__Quoted passage__
= = = = =
The news of his arrest sparked celebrations across the North, while the press proclaimed Davis the traitor to Lincoln’s martyr. He was widely mocked in the wake of a nasty rumor that spread like wildfire, accusing him of fleeing dressed in women’s petticoats.
Yet, after just two years in prison for treason, Jefferson Davis was released on bail for $100,000. The bail was paid to “deafening applause” in a spirit of national reconciliation by a motley crew of prominent abolitionists and industrialists. Davis later went on to become an insurance salesman.
The Strange Tale of Wilmer McLean
Wilmer McLean, more than any other American, burned the candle at both ends of the conflict. He has the dubious distinction of having hosted both the beginning and the end of the Civil War on his property.In 1861, McLean lived right off the main road linking Washington D.C. and Richmond, the respective capitals of the divided North and South. This proved a serious real estate blunder when the first battle of the Civil War broke out right on his doorstep. It was the First Battle of Bull Run.
During the battle, Wilmer’s home was commandeered by a Confederate general for use as a headquarters and hospital. The house sustained volleys of gunfire and cannonballs, including one that smashed his kitchen up after a mysterious fall down the chimney. By some miracle, he and his family survived the ordeal.
Yet, McLean didn’t rush to leave town—at least until the following year, when the much larger and bloodier Second Battle of Bull Run exploded around him. No longer feeling so lucky, McLean finally left with his family to resettle further south, over 100 miles from the fighting in the town of Appomattox Court House, Virginia.
All was quiet for a few years—until General Grant pushed Robert E. Lee’s Army into southern Virginia and trounced his ragged forces. Lee signed the papers that ended the Civil War in none other than Wilmer McLean’s own parlor.
“The war began in my front yard and ended in my front parlor,” he wryly noted as the generals went their separate ways.
= = = = =
__Given data__
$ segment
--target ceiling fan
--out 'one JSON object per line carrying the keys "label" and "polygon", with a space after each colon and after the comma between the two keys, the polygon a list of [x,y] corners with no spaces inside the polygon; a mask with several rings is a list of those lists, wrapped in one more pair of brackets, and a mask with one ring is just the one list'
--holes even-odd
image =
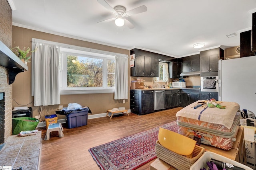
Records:
{"label": "ceiling fan", "polygon": [[115,17],[100,21],[98,22],[98,23],[101,22],[109,22],[115,20],[116,25],[118,27],[122,27],[124,25],[125,21],[125,24],[130,29],[134,28],[134,26],[133,24],[125,18],[133,15],[146,12],[148,10],[146,6],[142,5],[130,11],[126,11],[126,9],[123,6],[118,5],[113,8],[105,0],[97,0],[97,1],[115,16]]}

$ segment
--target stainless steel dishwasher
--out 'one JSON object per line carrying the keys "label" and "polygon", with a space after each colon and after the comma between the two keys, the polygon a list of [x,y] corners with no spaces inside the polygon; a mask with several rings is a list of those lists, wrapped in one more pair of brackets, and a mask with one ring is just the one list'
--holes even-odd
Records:
{"label": "stainless steel dishwasher", "polygon": [[154,110],[164,109],[164,90],[155,90]]}

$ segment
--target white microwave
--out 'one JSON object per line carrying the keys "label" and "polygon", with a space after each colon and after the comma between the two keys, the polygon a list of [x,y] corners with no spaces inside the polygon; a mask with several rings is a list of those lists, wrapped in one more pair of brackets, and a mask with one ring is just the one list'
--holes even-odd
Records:
{"label": "white microwave", "polygon": [[185,82],[173,82],[172,88],[186,88]]}

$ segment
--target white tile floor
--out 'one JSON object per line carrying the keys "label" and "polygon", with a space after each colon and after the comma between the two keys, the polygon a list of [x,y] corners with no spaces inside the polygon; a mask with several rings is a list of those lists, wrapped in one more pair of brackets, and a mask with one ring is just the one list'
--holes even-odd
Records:
{"label": "white tile floor", "polygon": [[38,170],[42,131],[35,135],[10,136],[0,151],[0,166],[21,166],[23,170]]}

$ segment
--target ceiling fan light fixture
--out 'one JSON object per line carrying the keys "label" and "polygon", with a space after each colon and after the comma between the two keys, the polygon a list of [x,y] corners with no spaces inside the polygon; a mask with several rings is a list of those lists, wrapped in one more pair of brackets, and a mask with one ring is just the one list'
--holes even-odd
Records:
{"label": "ceiling fan light fixture", "polygon": [[197,43],[193,45],[194,49],[200,49],[204,47],[204,43]]}
{"label": "ceiling fan light fixture", "polygon": [[115,21],[115,23],[118,27],[122,27],[124,25],[124,20],[122,17],[118,17]]}

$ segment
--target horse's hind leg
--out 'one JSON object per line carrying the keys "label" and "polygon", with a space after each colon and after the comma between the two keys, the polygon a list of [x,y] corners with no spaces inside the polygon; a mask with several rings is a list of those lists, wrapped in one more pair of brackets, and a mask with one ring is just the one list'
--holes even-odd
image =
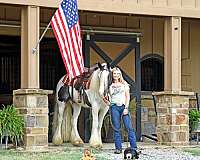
= = = = =
__Work instruction 1__
Answer these about the Civil War text:
(a) For how much money was Jefferson Davis released on bail?
(b) What work did Davis later take up?
(c) In what town did Wilmer McLean resettle with his family?
__Work instruction 2__
Repeat the part of the Civil War text that starts at the words "Yet, McLean didn’t" and stops after "Court House, Virginia.".
The listing comes from another source.

__Answer section 1__
(a) $100,000
(b) He became an insurance salesman.
(c) Appomattox Court House, Virginia

__Answer section 2__
Yet, McLean didn’t rush to leave town—at least until the following year, when the much larger and bloodier Second Battle of Bull Run exploded around him. No longer feeling so lucky, McLean finally left with his family to resettle further south, over 100 miles from the fighting in the town of Appomattox Court House, Virginia.